*Aim of the exercise*
Here are some records. Repeat them all exactly.

*Exercise input*
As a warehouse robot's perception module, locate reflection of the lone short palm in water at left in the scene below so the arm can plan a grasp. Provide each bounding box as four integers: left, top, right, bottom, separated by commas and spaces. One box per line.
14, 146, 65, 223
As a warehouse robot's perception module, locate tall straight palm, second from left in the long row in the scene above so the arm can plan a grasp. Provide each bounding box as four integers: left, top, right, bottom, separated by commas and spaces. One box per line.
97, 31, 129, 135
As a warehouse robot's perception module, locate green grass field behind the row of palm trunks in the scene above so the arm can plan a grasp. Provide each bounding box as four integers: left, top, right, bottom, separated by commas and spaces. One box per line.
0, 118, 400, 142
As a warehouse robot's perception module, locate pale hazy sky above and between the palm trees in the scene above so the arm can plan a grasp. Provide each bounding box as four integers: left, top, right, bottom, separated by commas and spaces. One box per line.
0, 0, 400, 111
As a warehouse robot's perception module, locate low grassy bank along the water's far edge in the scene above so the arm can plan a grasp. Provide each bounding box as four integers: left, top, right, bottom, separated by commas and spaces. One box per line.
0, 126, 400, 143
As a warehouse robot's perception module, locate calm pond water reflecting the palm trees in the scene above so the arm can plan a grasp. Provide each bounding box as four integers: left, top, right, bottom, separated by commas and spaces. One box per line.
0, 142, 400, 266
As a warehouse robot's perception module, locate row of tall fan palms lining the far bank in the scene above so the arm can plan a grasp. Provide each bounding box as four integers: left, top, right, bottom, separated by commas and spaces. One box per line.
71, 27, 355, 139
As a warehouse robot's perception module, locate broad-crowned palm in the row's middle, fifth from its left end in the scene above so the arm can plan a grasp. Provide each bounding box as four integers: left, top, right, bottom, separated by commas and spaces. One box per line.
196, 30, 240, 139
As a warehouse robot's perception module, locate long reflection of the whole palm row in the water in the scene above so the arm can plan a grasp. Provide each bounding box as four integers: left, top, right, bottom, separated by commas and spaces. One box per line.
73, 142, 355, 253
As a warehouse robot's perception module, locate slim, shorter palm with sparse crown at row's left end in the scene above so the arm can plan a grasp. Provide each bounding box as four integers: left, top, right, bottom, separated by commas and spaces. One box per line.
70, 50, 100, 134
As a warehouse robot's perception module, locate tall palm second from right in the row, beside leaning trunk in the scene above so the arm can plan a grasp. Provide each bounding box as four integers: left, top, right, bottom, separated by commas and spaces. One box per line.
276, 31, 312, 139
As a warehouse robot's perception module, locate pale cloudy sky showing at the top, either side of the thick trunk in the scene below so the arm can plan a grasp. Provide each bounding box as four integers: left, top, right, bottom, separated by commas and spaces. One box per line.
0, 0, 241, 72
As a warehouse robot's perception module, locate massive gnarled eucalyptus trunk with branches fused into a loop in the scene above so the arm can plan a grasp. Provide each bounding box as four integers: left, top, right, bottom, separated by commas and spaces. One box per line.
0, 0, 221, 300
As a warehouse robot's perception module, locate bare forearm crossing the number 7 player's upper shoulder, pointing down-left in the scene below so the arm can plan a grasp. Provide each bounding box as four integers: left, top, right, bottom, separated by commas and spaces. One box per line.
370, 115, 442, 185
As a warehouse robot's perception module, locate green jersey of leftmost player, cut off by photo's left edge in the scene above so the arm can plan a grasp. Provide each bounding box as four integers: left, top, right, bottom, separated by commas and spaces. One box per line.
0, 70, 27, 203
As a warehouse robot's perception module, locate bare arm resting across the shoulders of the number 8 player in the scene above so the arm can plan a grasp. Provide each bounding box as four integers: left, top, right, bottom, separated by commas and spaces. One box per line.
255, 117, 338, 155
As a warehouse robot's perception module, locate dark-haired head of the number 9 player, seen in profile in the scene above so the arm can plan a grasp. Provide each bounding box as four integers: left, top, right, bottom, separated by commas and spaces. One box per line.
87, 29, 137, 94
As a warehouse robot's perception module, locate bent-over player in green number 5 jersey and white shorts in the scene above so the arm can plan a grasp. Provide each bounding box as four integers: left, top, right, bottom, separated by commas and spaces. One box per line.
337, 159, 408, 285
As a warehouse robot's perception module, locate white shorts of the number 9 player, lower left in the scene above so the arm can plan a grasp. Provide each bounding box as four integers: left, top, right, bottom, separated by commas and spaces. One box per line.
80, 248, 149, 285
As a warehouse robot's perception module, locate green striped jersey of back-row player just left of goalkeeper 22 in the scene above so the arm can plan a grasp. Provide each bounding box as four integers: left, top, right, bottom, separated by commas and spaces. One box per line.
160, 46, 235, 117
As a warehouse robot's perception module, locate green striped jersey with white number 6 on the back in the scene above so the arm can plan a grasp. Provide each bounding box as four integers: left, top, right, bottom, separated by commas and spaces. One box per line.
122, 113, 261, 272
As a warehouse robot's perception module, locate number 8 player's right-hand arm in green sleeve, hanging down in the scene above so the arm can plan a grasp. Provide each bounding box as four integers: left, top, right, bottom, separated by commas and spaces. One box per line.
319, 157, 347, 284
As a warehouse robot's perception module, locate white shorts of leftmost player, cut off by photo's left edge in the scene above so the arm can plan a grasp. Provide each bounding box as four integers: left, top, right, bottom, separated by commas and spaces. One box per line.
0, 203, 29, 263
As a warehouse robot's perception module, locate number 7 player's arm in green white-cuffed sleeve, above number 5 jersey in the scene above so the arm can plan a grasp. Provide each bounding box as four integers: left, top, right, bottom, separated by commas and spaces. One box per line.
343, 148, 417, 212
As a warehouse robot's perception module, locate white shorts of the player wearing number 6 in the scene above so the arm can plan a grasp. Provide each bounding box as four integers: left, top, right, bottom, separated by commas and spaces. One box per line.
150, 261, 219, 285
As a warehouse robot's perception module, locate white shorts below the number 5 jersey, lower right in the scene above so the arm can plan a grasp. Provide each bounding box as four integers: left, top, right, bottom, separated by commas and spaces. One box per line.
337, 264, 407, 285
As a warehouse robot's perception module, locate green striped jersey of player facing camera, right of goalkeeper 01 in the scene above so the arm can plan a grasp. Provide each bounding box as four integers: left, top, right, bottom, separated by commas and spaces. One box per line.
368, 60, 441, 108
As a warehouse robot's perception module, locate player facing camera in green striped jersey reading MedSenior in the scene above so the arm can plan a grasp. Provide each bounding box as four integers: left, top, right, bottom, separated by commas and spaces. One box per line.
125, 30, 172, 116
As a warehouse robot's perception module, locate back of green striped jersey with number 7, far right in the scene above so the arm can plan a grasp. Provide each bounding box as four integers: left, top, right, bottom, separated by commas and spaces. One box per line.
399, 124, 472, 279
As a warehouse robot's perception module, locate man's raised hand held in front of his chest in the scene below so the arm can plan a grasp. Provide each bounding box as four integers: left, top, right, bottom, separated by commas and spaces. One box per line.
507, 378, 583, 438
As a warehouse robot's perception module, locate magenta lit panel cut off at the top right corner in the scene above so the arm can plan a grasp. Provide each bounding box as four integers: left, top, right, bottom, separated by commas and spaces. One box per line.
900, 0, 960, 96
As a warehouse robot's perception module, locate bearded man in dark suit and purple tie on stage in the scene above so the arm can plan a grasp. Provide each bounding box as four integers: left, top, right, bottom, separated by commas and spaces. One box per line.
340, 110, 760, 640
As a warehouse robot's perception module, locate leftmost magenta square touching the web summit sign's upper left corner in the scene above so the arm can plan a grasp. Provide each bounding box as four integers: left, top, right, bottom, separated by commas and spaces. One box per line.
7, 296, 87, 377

*Result for this exercise*
As a warehouse robot's perception module, locate reflection of the lone short palm in water at left in the scene below so the arm can plan a grasp. Provide each bounding box as four integers: left, top, right, bottom, separated by commas and spaces. One box per line.
14, 146, 65, 223
As a warehouse robot's perception module, locate tall straight palm, second from left in the long row in the scene above so the arm can plan a grasp. Provide each bounding box as four integers: left, top, right, bottom, separated by commas and spaces. One box per line.
97, 31, 129, 135
As a warehouse robot's perception module, locate green grass field behind the row of palm trunks in the scene above so the arm can plan a grasp. Provide each bounding box as four integers: left, top, right, bottom, separated by commas and spaces. One box per line.
0, 118, 400, 142
As a warehouse robot's perception module, locate pale hazy sky above and between the palm trees in the scene above so the arm can plan a grasp. Provide each bounding box as four integers: left, top, right, bottom, separated by commas and spaces. One box per line.
0, 0, 400, 111
As a warehouse robot's perception module, locate low grassy bank along the water's far edge in the scene above so the arm can plan a grasp. Provide each bounding box as four integers: left, top, right, bottom, separated by commas and spaces. One box per line.
0, 126, 400, 143
As a warehouse robot's perception module, locate calm pond water reflecting the palm trees in the scene above so the arm can plan a grasp. Provide each bounding box as four integers: left, top, right, bottom, separated by commas and spaces. One box per line.
0, 142, 400, 266
As a warehouse robot's perception module, locate row of tall fan palms lining the far bank in the scene above so the arm can plan a grasp. Provide each bounding box as four integers: left, top, right, bottom, separated by commas and spaces. One box per line.
71, 27, 355, 139
As a warehouse robot's perception module, locate broad-crowned palm in the row's middle, fifth from its left end in the scene above so the arm can plan a grasp. Provide each bounding box as four integers: left, top, right, bottom, separated by commas and spaces. One box per line.
196, 30, 240, 139
As a warehouse robot's perception module, locate long reflection of the whole palm row in the water in the scene above so the arm can plan a grasp. Provide each bounding box as four integers: left, top, right, bottom, separated by commas and spaces. One box per line.
73, 142, 355, 253
As a warehouse robot's perception module, locate slim, shorter palm with sparse crown at row's left end in the scene above so the arm can plan a grasp. Provide each bounding box as four integers: left, top, right, bottom, separated by commas and spaces. One box per line.
70, 50, 100, 134
As a warehouse robot's perception module, locate tall palm second from right in the row, beside leaning trunk in the scene above so the arm can plan a grasp. Provide each bounding box as four integers: left, top, right, bottom, separated by commas and spaces. One box per line.
276, 31, 312, 139
As a warehouse robot's perception module, locate pale cloudy sky showing at the top, either side of the thick trunk in the scene below so the arm can plan a grasp. Provide each bounding box as four integers: left, top, right, bottom, separated by commas and spaces. One box per line.
0, 0, 241, 72
As a warehouse robot's perception module, locate massive gnarled eucalyptus trunk with branches fused into a loop in the scene above so the arm can plan a grasp. Provide each bounding box as four integers: left, top, right, bottom, separated by commas and spaces. One box per line.
0, 0, 221, 300
As a warehouse robot's perception module, locate bare forearm crossing the number 7 player's upper shoulder, pointing down-left in the scene below so the arm can plan a grasp. Provide each bounding box as four integers: left, top, right, bottom, separated by commas and spaces. One box per line.
370, 115, 442, 185
As a warehouse robot's perception module, locate green jersey of leftmost player, cut off by photo's left edge in the scene above so the arm can plan a grasp. Provide each bounding box as four integers: left, top, right, bottom, separated by commas and spaces. One box per line.
0, 70, 27, 203
As a warehouse robot's perception module, locate bare arm resting across the shoulders of the number 8 player in the scene above so the arm can plan a grasp. Provide each bounding box as four integers: left, top, right, bottom, separated by commas and spaces. One box per line.
255, 117, 338, 155
As a warehouse robot's perception module, locate dark-haired head of the number 9 player, seen in profile in the scene above so the arm can plan a grasp. Provide each bounding box as four integers: left, top, right, bottom, separated by commas and spaces. One box per line.
87, 29, 137, 94
As a warehouse robot's perception module, locate bent-over player in green number 5 jersey and white shorts in the scene above so the arm can plan a grasp. Provide each bounding box as four integers: left, top, right, bottom, separated by commas and spaces. One box per line.
337, 159, 408, 285
As a warehouse robot's perception module, locate white shorts of the number 9 player, lower left in the scene above so the arm can plan a grasp. Provide each bounding box as four integers: left, top, right, bottom, separated by commas and spaces. One box per line.
80, 248, 149, 285
As a warehouse robot's perception module, locate green striped jersey of back-row player just left of goalkeeper 22 in the scene above so the arm can plan a grasp. Provide each bounding box as four integers: left, top, right, bottom, separated by commas and spaces. One box per line.
160, 46, 235, 117
As a warehouse robot's perception module, locate green striped jersey with white number 6 on the back in the scene above so the arm can plan a grasp. Provide each bounding box as four integers: left, top, right, bottom, separated by commas and spaces. One box per line.
122, 113, 261, 272
As a warehouse robot's perception module, locate number 8 player's right-hand arm in green sleeve, hanging down in the scene above so the arm can plan a grasp. Provide each bounding box as four integers: left, top, right, bottom, separated by commas and spaces. One box per line.
319, 157, 347, 284
As a warehouse robot's perception module, locate white shorts of leftmost player, cut off by photo's left edge in the scene above so the arm can plan a grasp. Provide each bounding box as four integers: left, top, right, bottom, separated by commas and spaces. One box per line.
0, 203, 29, 263
As a warehouse robot's perception module, locate number 7 player's arm in green white-cuffed sleeve, above number 5 jersey in the scene above so the arm can plan a grasp. Provide each bounding box as four integers: left, top, right, bottom, separated by commas and spaces. One box per line.
343, 148, 417, 212
As a warehouse robot's perception module, locate white shorts of the player wearing number 6 in the scene above so the arm can plan a grasp. Provide each bounding box as four integers: left, top, right, bottom, separated by commas and spaces. One box per line.
150, 261, 219, 285
As a warehouse robot's perception module, locate white shorts below the number 5 jersey, lower right in the scene above so the arm can plan a grasp. Provide each bounding box as four integers: left, top, right, bottom, separated by commas and spaces. One box per line.
337, 264, 407, 285
As a warehouse robot's perception module, locate green striped jersey of player facing camera, right of goalkeeper 01 in the scene above so the arm can plan a grasp. Provide each bounding box as four integers: left, top, right, bottom, separated by commas and spaces. One box per line.
368, 60, 441, 108
As a warehouse robot's perception module, locate player facing camera in green striped jersey reading MedSenior in the scene above so the arm can plan a grasp. Provide each bounding box as four integers: left, top, right, bottom, separated by commas and spaces. One box per line.
125, 30, 172, 116
As a warehouse robot's perception module, locate back of green striped jersey with number 7, far right in the scene above so the arm can plan a grasp. Provide each bounding box as four integers: left, top, right, bottom, separated by commas and spaces. One box per line.
399, 124, 472, 279
As a warehouse robot's perception module, locate man's raised hand held in front of his chest in the scene below so the arm can plan a grasp. Provide each bounding box as four integers: left, top, right, bottom, separated by commas and spaces. One box per line.
507, 378, 583, 438
As a warehouse robot's perception module, locate magenta lit panel cut off at the top right corner in the scene above so the arm can plan a grasp. Provide each bounding box as four integers: left, top, right, bottom, separated by commas and spaces. One box per line.
900, 0, 960, 96
As a warehouse robot's perception module, locate bearded man in dark suit and purple tie on stage in the scene above so the arm can plan a grasp. Provide each bounding box as four integers: left, top, right, bottom, separated by commas and spaces. One box per line.
340, 110, 760, 640
As a warehouse robot's perception module, locate leftmost magenta square touching the web summit sign's upper left corner in the scene above so the arm can plan a grasp. Provide each bounding box as four integers: left, top, right, bottom, separated by commas and spaces. One box per line.
7, 296, 87, 377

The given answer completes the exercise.